- _Problem statement_
Please print exactly the lines running from the one that contains "Where can you see the snow here?" to the end of the data, with both lines included.

╭─ Data

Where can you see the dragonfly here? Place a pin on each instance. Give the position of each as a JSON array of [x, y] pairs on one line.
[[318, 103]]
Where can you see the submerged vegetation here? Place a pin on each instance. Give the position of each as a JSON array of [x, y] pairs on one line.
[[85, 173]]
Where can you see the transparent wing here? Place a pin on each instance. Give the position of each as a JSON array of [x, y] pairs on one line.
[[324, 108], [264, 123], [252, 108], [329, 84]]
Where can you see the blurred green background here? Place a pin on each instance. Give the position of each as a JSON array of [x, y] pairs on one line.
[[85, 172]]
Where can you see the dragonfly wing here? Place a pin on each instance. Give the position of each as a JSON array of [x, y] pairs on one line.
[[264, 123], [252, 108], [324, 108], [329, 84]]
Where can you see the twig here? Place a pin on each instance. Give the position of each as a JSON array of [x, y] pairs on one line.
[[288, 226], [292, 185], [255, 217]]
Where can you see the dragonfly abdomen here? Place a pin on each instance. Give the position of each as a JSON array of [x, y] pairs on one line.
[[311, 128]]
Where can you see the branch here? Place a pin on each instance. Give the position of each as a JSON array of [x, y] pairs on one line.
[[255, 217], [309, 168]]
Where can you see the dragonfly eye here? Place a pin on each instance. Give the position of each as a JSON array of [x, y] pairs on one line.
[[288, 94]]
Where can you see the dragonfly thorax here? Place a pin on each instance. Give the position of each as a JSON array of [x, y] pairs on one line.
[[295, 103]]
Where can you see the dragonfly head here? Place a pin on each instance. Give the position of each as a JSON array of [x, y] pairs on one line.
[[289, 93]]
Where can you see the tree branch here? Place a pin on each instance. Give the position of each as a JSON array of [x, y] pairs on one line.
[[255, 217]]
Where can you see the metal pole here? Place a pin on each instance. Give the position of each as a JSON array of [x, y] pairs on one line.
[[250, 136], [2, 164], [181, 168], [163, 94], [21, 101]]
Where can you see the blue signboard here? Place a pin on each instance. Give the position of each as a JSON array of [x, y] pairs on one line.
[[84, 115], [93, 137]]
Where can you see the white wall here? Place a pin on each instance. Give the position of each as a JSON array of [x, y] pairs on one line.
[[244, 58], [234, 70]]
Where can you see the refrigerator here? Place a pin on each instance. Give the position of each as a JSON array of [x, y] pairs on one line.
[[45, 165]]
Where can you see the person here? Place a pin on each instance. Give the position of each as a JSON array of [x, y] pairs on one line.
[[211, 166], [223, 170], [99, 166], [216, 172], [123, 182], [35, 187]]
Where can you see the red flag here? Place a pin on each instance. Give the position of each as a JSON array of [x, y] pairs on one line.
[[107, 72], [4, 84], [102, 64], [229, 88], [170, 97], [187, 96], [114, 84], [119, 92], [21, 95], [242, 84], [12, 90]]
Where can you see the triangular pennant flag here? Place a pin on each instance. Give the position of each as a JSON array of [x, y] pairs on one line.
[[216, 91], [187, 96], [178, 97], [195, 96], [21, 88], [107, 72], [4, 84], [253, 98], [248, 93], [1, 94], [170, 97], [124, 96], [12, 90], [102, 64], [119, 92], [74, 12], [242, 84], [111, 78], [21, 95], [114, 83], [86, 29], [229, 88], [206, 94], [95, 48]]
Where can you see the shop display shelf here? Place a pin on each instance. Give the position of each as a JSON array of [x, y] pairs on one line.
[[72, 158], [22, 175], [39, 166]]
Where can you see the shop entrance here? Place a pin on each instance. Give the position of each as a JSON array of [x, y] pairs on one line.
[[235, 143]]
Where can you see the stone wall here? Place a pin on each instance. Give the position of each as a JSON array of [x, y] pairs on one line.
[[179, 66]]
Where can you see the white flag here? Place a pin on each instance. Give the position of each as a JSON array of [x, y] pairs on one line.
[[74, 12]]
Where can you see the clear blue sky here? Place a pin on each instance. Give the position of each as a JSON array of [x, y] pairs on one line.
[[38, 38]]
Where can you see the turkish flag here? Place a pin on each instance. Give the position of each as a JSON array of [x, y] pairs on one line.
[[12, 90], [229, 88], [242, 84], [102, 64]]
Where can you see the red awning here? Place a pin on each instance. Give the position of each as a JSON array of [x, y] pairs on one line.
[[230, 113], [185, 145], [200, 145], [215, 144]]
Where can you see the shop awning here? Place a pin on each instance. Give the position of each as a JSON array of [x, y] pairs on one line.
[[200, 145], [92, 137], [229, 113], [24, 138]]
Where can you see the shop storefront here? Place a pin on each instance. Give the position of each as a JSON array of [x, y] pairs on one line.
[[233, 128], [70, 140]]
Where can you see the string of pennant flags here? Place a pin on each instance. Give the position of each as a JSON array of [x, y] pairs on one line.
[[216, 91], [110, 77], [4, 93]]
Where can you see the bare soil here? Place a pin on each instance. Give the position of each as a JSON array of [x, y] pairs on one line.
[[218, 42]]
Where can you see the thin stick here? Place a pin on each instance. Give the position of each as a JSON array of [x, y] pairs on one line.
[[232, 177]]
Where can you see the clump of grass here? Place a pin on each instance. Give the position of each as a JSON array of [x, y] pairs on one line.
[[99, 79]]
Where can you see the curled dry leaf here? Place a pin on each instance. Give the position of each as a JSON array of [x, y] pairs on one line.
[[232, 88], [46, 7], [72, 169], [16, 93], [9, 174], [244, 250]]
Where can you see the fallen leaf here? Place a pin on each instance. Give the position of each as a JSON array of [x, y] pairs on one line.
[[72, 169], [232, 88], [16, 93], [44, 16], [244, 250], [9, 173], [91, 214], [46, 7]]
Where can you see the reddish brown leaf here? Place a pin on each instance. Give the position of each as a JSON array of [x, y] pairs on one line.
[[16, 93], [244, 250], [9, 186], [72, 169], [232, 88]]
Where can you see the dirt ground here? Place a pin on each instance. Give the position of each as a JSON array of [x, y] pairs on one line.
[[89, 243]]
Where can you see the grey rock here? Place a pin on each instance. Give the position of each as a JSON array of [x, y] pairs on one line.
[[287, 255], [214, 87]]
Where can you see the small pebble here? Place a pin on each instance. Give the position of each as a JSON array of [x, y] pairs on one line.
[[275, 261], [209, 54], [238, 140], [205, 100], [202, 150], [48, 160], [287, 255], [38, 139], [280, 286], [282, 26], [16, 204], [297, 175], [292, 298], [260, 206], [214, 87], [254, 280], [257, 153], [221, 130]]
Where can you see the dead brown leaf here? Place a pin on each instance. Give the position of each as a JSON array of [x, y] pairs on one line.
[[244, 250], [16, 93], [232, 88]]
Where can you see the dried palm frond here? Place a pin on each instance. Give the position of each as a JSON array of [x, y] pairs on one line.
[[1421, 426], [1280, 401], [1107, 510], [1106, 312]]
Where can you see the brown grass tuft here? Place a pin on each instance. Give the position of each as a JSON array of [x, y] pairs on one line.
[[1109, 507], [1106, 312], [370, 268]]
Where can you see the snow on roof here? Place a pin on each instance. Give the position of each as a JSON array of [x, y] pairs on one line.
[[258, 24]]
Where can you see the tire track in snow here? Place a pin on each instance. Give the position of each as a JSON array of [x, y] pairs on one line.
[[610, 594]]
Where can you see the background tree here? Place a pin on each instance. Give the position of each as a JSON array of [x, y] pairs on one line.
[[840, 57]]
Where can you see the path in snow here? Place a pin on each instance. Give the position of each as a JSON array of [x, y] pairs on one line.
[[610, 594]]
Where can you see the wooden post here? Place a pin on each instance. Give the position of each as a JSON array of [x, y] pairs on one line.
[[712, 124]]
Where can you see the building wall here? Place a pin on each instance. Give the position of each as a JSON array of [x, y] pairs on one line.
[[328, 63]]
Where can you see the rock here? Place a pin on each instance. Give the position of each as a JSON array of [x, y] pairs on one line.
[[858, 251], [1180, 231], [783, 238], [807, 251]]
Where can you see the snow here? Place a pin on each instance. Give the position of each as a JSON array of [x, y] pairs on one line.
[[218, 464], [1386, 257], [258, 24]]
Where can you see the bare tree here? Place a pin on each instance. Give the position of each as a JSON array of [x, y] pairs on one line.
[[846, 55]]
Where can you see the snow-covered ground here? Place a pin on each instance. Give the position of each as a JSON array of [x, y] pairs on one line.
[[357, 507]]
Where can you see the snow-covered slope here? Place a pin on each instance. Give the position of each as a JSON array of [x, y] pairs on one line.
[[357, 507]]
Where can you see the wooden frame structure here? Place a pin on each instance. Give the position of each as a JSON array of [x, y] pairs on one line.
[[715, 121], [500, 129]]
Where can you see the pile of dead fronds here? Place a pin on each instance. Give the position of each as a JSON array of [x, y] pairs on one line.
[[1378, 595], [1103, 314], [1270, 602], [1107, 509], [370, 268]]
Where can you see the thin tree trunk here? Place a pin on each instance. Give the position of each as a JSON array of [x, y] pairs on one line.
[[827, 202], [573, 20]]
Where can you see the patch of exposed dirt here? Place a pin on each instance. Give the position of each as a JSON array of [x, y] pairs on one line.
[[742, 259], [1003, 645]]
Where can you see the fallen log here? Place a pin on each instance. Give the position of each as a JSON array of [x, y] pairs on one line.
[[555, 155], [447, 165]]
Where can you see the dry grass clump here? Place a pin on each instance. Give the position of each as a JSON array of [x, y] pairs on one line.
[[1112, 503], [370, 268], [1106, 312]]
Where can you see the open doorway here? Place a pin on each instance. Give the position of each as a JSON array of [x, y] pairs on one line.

╰─

- _Correct result_
Where can you see the snow here? Place a pin on each instance. Give the position of each as a JSON array of [x, y] pairs on one line.
[[218, 464], [1386, 257], [258, 24]]
Where can you see the bare tree here? Place a pin on each instance. Give the position of each as a JSON array of [x, y] pairs on one line.
[[846, 55]]
Where can you see the snow-covered ground here? Place a pin on each instance. Give the position of each as a JSON array of [x, y] pairs on one line.
[[357, 507]]
Where can you see the snow-covered slope here? Place a pin on each instance. Give the position of each as a JSON array of [x, y] pairs on one line.
[[357, 507]]
Where can you see the wooden frame structure here? Place a pin on each instance. Give the position of each as a JSON array of [x, y] pairs on one line.
[[715, 121], [500, 129]]
Where can you see the pile of dead fronds here? Place a pin on each instance. Give the position of each as a JSON array of [x, y] pairs on one line.
[[1378, 595], [1103, 314], [1270, 602], [1107, 509], [370, 268]]
Where can you see the thin tree trunk here? Place a pin on each instance. Give the position of each as a JSON array of [x, y] pairs on one line.
[[827, 202], [573, 20]]
Where can you see the patch of exposed dirt here? Place a pin on each instance. Give the position of each as a JSON array of [x, y] pairs on one line.
[[742, 259], [1003, 645]]
Where can you see the fallen log here? Place a pin on each instance. Give the position of each as a JSON array of [x, y] pairs on one line.
[[555, 155], [447, 165]]
Where can you see the dry grass clump here? Place a pin on each instance. Give the position of each as a JSON array of [x, y] pairs on one line.
[[1112, 503], [370, 268], [1106, 312]]
Where can you see the open doorway here? Place a pin on each instance. Give the position of each as a JSON array of [x, y] pairs on one line.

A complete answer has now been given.